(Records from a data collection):

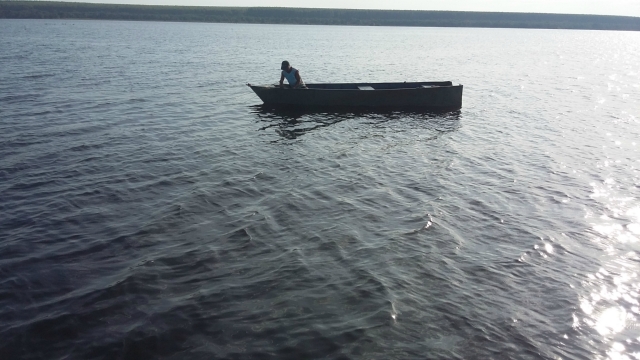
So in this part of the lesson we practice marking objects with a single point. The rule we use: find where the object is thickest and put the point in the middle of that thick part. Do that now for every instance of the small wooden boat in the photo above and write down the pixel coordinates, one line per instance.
(426, 95)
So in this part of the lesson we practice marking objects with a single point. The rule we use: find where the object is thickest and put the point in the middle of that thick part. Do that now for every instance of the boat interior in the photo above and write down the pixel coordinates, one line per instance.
(379, 86)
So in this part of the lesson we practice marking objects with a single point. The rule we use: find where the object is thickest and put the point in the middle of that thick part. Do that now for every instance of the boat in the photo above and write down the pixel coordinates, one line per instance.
(434, 95)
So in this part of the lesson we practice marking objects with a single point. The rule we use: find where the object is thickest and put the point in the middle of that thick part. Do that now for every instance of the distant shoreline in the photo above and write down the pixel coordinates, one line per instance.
(303, 16)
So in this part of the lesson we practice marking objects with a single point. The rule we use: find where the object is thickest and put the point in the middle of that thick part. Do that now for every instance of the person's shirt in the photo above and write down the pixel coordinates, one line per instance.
(291, 76)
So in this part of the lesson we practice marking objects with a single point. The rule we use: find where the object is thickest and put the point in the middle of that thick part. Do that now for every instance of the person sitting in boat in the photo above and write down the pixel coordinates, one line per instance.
(292, 75)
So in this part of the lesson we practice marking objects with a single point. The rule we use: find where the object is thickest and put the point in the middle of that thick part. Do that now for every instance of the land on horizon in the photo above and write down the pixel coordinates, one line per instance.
(306, 16)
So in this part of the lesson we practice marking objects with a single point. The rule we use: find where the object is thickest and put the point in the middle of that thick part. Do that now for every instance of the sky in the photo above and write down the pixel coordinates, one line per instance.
(604, 7)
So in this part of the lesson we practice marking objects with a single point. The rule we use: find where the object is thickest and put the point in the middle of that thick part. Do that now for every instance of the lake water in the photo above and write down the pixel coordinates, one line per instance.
(150, 209)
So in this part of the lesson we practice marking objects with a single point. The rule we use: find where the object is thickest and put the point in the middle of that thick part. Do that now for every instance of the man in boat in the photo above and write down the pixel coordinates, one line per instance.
(292, 75)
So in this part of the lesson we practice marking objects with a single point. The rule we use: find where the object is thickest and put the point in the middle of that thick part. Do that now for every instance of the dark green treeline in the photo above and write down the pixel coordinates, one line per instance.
(65, 10)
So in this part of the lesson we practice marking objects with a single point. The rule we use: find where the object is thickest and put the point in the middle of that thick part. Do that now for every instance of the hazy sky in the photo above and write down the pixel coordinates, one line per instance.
(608, 7)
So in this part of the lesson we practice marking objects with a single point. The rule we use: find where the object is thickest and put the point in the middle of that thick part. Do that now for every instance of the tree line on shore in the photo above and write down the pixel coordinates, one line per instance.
(266, 15)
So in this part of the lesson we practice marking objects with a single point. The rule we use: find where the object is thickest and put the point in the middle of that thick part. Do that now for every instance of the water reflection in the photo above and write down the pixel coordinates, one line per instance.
(293, 123)
(611, 305)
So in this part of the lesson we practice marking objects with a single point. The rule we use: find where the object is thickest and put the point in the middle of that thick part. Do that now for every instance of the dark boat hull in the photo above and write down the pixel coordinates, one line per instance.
(426, 95)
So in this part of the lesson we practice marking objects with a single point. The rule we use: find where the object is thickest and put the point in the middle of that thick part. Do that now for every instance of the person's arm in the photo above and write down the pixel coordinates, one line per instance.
(298, 79)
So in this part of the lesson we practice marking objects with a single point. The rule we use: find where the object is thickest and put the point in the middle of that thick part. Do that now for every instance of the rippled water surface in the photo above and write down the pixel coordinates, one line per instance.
(150, 209)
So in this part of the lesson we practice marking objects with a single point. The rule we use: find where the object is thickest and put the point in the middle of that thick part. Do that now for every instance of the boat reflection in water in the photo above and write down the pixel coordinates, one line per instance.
(293, 123)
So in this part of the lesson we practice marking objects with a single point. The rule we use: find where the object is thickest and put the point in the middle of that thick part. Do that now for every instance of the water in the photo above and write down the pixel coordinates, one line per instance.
(151, 210)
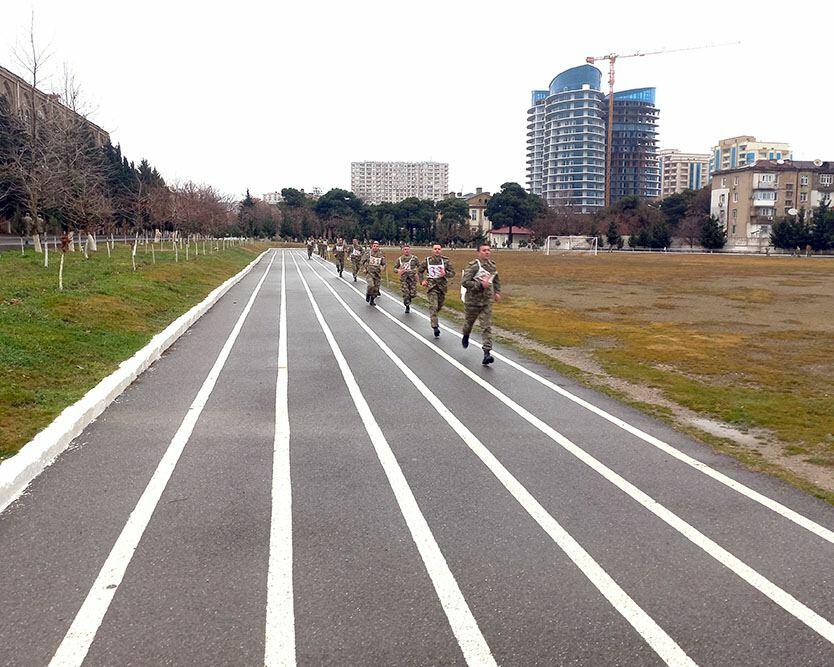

(What is being asked): Pull out each line of the records above that contains the string "reflection". Case counts.

(The output):
So in this part of the lesson we practice marking objects with a single point. The rule we use: find where the object is thickest and put the point in the middle of that thick part. Do that now for every instance of the water reflection in the photo above and write down the pixel coordinates, one line per instance.
So in this part of the lesson we practice marking objects with a single point. The rule we use: find where the object is thickest and put the point in the middle of that thick part. Do that now for every instance of the boat reflection in water in the photo above and write down the pixel coordinates, one line per instance.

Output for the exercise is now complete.